── TEXT

Prospective Students

I’m not taking on new MA or PhD students at this time.

In general, I’m happy to consider supervising projects that take a critical, environmental, collective-humanistic, cultural, social, and/or historical approach to data, communication, media, and technology. 

I am available for supervisory committees and exams over Zoom.

I work well with students from interdisciplinary backgrounds. I’m an especially good fit for students whose research interests draw on qualitative, exploratory, research-creation, speculative, or ethnographic methods, and who work within communication and media studies; environmental humanities; environmental media; archival theory; elemental media; infrastructural studies; critical data studies; media archaeology; algorithm studies; science and technology studies (STS); history of technology; and critical theory.

I’m most excited about working with students interested in projects looking at the various and vast environmental impacts of data infrastructures.

I am not suited to projects primarily focused on solving technical problems (around AI and algorithms, for example) or looking for expertise in quantitative social sciences methods.

────
── SUPPLIED ENTRIES

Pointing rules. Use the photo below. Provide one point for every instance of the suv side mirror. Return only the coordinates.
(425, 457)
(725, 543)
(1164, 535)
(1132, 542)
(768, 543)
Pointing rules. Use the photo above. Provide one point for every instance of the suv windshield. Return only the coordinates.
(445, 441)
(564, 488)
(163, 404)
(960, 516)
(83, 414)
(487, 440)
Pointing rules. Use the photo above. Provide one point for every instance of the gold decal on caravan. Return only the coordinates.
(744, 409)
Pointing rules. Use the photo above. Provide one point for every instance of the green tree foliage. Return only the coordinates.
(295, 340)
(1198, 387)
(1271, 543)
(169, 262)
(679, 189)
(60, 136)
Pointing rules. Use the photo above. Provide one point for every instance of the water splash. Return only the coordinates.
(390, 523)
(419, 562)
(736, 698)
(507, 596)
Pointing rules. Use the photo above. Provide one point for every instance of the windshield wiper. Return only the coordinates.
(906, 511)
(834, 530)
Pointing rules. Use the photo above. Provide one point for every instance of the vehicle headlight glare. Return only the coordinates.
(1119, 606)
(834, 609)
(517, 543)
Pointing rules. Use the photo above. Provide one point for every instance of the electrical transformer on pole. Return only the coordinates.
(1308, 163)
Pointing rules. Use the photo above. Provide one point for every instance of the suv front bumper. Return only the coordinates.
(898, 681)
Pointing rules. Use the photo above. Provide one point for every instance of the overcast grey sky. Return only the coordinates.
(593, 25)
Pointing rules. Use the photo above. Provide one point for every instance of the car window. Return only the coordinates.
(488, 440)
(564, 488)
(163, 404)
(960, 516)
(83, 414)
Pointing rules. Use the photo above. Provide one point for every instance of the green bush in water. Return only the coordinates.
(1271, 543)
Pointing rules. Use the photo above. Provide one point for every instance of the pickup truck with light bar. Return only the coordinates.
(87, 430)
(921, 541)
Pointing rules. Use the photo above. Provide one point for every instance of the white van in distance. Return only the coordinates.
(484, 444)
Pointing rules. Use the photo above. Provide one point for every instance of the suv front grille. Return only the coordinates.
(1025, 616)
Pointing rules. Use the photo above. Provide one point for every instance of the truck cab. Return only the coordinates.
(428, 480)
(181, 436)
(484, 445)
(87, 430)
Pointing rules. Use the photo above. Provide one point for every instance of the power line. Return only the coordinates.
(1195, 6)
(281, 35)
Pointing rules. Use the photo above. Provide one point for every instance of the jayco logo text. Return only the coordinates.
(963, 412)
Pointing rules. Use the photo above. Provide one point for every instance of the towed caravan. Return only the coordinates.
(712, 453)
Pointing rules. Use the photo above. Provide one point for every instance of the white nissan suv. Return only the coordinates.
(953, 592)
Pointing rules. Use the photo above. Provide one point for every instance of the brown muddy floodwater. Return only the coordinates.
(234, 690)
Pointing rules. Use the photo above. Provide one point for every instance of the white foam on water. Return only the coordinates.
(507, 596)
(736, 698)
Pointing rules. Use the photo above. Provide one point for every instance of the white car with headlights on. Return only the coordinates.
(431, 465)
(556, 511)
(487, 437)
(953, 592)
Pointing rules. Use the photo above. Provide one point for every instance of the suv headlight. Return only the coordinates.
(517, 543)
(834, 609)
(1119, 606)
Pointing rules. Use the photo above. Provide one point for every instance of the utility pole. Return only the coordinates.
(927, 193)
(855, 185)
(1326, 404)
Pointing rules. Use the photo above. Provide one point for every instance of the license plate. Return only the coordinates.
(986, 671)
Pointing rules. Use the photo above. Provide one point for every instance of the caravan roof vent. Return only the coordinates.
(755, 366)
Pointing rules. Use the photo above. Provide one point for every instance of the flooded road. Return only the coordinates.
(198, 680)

────

TASKS FOR THIS EXERCISE »
a – According to the prospective students page, what projects is the writer most excited to work on with students?
b – Write what comes next on the prospective students page, picking up after its last sentence.
The listing plays no part in this exercise.

ANSWERS FOR THE TASKS »
a – Projects looking at the various and vast environmental impacts of data infrastructures.

b –
I normally teach undergraduate and graduate courses on topics that intersect media and the environment.

Graduate students that I’m supervising/have supervised include:

Michelle Bunton, MA, (current, Queen’s), Naomi Okabe, PhD, (current, Queen’s) on space and motherhood, Noah Scheinman, PhD, (current, Queen’s) on landscapes, and Tessa Brown, PhD, (current, Queen’s) on neoliberalism and health technologies; Crystal Chokshi, PhD, (defended, UCalgary) on writing in the age of AI; Drew Thomas, MA, (defended, UCalgary) on the ownership and communication of heritage value in Canadian archives; Madeleine Mendell (defended, NYU) on DNA as media in the archive; Sean Willett (defended, UCalgary) on the sociotechnical imaginary of digital game cloud streaming services. 

I’ve modeled this section on Sun-Ha Hong and Anne Pasek’s ideas.